- [PERMINTAAN TUGAS 1] Ganti "white fence post" dengan "wooden fence post" di bagian catatan yang dimulai dari baris berisi "the chimney in the photo above." hingga akhir catatan, lalu tuliskan kembali hanya baris-baris tersebut tanpa perubahan lain.

Wednesday 7 March 2012

KEPEMIMPINAN DALAM MANAJEMEN PENDIDIKAN

BAB I
PENDAHULUAN
A. Latar Belakang Masalah
Menurut kodrat serta irodatnya bahwa manusia dilahirkan untuk menjadi pemimpin. Sejak Adam diciptakan sebagai manusia pertama dan diturunkan ke Bumi, Ia ditugasi sebagai Khalifah fil ardhi. Sebagaimana termaktub dalam Al Quran Surat Al Baqarah ayat 30 yang berbunyi : “Ingatlah ketika Tuhanmu berfirman kepada Malaikat”; “Sesungguhnya Aku akan mengangkat Adam menjadi Khalifah di muka Bumi”.
Menurut Bachtiar Surin yang dikutif oleh Maman Ukas bahwa “Perkataan Khalifah berarti penghubung atau pemimpin yang diserahi untuk menyampaikan atau memimpin sesuatu”.
Dari uraian tersebut jelaslah bahwa manusia telah dikaruniai sifat dan sekaligus tugas sebagai seorang pemimpin. Pada masa sekarang ini setiap individu sadar akan pentingnya ilmu sebagai petunjuk/alat/panduan untuk memimpin umat manusia yang semakin besar jumlahnya serta komplek persoalannya. Atas dasar kesadaran itulah dan relevan dengan upaya proses pembelajaran yang mewajibkan kepada setiap umat manusia untuk mencari ilmu. Dengan demikian upaya tersebut tidak lepas dengan pendidikan, dan tujuan pendidikan tidak akan tercapai secara optimal tanpa adanya manajemen atau pengelolaan pendidikan yang baik, yang selanjutnya dalam kegiatan manajemen pendidikan diperlukan adanya pemimpin yang memiliki kemampuan untuk menjadi seorang pemimpin.
B. Pembatasan Masalah
Dalam penulisan makalah ini, penulis membatasi masalahnya sebagai berikut :
a. Hakikat pemimpin
b. Faktor-faktor yang mempengaruhi efektivitas kepemimpinan dalam manajemen pendidikan
c. Profesionalita Kepemimpinan Pendidikan

BAB II
KEPEMIMPINAN DALAM MANAJEMEN PENDIDIKAN
A. Hakikat Pemimpin
“Pemimpin pada hakikatnya adalah seorang yang mempunyai kemampuan untuk memepengaruhi perilaku orang lain di dalam kerjanya dengan menggunakan kekuasaan.”

Cuplikan dataset penunjukan objek
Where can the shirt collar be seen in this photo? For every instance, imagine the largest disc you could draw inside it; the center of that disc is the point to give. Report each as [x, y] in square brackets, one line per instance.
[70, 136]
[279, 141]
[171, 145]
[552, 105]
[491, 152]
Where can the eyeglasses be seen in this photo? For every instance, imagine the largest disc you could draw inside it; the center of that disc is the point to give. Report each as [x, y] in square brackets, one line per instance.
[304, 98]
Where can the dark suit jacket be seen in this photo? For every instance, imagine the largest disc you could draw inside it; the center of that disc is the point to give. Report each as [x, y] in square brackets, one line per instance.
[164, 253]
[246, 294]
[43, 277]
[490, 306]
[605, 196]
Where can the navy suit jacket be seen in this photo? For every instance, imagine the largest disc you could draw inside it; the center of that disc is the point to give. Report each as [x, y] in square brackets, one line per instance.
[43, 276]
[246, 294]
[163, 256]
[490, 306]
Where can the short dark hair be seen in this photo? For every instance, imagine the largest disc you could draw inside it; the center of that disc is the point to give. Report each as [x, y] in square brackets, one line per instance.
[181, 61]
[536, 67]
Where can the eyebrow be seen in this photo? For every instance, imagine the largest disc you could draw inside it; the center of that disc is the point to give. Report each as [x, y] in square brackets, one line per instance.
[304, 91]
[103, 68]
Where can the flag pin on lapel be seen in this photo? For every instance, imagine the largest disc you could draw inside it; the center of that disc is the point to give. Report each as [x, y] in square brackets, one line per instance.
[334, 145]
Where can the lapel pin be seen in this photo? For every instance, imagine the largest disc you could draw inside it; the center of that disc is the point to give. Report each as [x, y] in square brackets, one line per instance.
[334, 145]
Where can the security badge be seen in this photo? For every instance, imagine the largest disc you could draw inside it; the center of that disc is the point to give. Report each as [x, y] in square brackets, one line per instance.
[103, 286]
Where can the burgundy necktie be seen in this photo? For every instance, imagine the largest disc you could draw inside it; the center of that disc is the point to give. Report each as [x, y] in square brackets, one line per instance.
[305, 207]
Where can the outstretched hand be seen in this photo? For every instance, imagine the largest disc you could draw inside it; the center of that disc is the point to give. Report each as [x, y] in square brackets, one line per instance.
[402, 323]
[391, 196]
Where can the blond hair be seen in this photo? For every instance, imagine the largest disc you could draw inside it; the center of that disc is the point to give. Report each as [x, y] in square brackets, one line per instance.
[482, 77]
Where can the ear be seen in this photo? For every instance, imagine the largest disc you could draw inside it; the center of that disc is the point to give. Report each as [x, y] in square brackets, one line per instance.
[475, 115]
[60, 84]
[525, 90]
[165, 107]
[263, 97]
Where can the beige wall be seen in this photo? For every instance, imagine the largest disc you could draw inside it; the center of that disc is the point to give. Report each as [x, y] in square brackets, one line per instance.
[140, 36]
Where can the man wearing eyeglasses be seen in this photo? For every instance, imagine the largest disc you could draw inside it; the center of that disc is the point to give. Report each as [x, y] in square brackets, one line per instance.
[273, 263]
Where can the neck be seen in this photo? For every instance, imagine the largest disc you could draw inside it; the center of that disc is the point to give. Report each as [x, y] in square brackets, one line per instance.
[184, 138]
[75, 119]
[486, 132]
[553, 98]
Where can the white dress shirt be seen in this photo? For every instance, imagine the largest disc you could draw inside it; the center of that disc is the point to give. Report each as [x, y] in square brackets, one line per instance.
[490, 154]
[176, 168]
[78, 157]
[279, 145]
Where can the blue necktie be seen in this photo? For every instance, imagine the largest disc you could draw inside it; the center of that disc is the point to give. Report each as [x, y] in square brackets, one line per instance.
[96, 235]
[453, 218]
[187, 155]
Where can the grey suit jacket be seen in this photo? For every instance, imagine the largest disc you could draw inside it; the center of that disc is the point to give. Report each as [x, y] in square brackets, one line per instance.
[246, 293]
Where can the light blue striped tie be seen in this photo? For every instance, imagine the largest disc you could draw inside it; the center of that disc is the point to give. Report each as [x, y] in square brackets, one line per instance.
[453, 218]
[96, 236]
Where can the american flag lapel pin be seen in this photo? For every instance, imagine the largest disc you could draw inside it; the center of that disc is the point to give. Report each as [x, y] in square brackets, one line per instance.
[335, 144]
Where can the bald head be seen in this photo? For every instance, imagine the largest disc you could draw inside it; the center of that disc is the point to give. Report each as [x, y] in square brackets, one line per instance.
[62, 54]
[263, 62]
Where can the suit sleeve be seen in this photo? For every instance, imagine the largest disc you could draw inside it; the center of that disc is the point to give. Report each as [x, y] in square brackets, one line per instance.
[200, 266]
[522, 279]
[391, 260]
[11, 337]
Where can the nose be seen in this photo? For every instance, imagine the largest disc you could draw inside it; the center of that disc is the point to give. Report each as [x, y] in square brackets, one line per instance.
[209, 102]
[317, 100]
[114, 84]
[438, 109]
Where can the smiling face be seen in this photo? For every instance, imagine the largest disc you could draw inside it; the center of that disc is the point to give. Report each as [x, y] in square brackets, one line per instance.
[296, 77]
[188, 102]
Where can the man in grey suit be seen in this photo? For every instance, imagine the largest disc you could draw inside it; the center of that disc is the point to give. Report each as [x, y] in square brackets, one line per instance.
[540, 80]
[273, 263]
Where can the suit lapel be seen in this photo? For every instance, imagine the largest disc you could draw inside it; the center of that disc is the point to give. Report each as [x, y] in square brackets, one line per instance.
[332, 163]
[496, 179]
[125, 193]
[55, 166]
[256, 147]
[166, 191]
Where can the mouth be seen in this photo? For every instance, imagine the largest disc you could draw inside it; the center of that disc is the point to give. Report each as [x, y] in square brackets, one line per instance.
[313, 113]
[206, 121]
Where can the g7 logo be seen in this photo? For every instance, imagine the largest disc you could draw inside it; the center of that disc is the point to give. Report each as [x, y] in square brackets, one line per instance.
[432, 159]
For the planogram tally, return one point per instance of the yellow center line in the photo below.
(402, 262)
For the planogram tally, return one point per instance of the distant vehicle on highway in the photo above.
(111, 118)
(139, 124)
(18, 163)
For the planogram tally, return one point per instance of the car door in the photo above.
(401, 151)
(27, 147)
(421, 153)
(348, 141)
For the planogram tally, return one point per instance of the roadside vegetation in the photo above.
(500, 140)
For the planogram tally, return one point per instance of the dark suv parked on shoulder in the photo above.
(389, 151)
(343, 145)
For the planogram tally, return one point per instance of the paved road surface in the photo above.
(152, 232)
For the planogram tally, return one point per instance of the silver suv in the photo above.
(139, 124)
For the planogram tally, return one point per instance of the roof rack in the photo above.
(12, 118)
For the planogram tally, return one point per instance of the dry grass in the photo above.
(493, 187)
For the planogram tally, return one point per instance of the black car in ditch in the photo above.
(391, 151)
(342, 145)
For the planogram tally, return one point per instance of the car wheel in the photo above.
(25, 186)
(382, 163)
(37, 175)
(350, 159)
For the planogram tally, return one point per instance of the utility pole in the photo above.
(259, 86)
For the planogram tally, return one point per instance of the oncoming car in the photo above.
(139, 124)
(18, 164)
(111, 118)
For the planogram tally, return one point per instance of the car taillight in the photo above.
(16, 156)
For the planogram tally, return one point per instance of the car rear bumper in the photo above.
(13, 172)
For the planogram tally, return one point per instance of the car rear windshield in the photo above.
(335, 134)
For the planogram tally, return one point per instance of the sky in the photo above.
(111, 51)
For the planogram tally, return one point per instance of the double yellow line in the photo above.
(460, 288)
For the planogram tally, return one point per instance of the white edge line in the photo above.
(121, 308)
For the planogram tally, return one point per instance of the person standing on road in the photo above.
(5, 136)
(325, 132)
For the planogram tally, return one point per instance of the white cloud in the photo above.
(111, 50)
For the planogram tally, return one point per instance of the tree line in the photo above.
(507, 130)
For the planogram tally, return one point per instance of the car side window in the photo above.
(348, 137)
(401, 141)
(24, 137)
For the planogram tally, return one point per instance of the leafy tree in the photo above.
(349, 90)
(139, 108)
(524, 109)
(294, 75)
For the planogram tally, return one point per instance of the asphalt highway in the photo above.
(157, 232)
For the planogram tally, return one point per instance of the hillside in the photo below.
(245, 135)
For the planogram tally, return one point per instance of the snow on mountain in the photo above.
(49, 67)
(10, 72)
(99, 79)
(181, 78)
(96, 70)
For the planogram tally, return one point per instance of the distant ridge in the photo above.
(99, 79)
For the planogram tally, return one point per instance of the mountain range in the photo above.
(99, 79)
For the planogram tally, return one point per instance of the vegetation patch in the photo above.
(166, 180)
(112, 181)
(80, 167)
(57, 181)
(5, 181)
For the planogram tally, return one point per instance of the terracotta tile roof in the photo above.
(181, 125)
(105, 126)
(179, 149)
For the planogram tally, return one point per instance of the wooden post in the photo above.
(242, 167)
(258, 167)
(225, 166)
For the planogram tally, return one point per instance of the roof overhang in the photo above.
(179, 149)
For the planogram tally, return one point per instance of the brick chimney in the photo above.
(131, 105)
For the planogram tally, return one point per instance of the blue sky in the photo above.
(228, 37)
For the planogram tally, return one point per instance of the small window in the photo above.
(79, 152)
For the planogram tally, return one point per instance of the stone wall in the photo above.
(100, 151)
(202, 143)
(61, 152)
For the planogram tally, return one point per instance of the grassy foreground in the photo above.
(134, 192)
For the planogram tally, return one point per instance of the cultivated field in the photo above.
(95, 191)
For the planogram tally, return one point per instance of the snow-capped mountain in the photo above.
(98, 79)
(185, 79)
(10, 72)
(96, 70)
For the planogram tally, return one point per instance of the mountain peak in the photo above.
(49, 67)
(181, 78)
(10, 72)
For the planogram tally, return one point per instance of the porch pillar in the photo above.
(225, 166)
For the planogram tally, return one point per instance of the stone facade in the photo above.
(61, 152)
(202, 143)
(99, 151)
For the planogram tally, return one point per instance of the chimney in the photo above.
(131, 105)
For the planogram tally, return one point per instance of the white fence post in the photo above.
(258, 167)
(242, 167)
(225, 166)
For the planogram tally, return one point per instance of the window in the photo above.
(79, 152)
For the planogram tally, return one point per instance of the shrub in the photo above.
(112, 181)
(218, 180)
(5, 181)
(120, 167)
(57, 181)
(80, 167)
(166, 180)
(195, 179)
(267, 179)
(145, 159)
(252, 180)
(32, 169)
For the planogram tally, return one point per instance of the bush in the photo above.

- [PERMINTAAN TUGAS 2]
Jawab pertanyaan berikut berdasarkan kutipan teks tentang kepemimpinan dalam manajemen pendidikan.
(a) Surat dan ayat Al Quran mana yang dikutip pada latar belakang masalah?
(b) Menurut Bachtiar Surin yang dikutip oleh Maman Ukas, apa arti perkataan Khalifah?
(c) Menurut definisi pada bagian Hakikat Pemimpin, dengan menggunakan apa seorang pemimpin memengaruhi perilaku orang lain?

- [KELUARAN LENGKAP 1]
For the planogram tally, return one point per instance of the chimney in the photo above.
(131, 105)
For the planogram tally, return one point per instance of the wooden fence post in the photo above.
(258, 167)
(242, 167)
(225, 166)
For the planogram tally, return one point per instance of the window in the photo above.
(79, 152)
For the planogram tally, return one point per instance of the shrub in the photo above.
(112, 181)
(218, 180)
(5, 181)
(120, 167)
(57, 181)
(80, 167)
(166, 180)
(195, 179)
(267, 179)
(145, 159)
(252, 180)
(32, 169)
For the planogram tally, return one point per instance of the bush in the photo above.

- [KELUARAN LENGKAP 2]
(a) Surat Al Baqarah ayat 30.
(b) Penghubung atau pemimpin yang diserahi untuk menyampaikan atau memimpin sesuatu.
(c) Dengan menggunakan kekuasaan.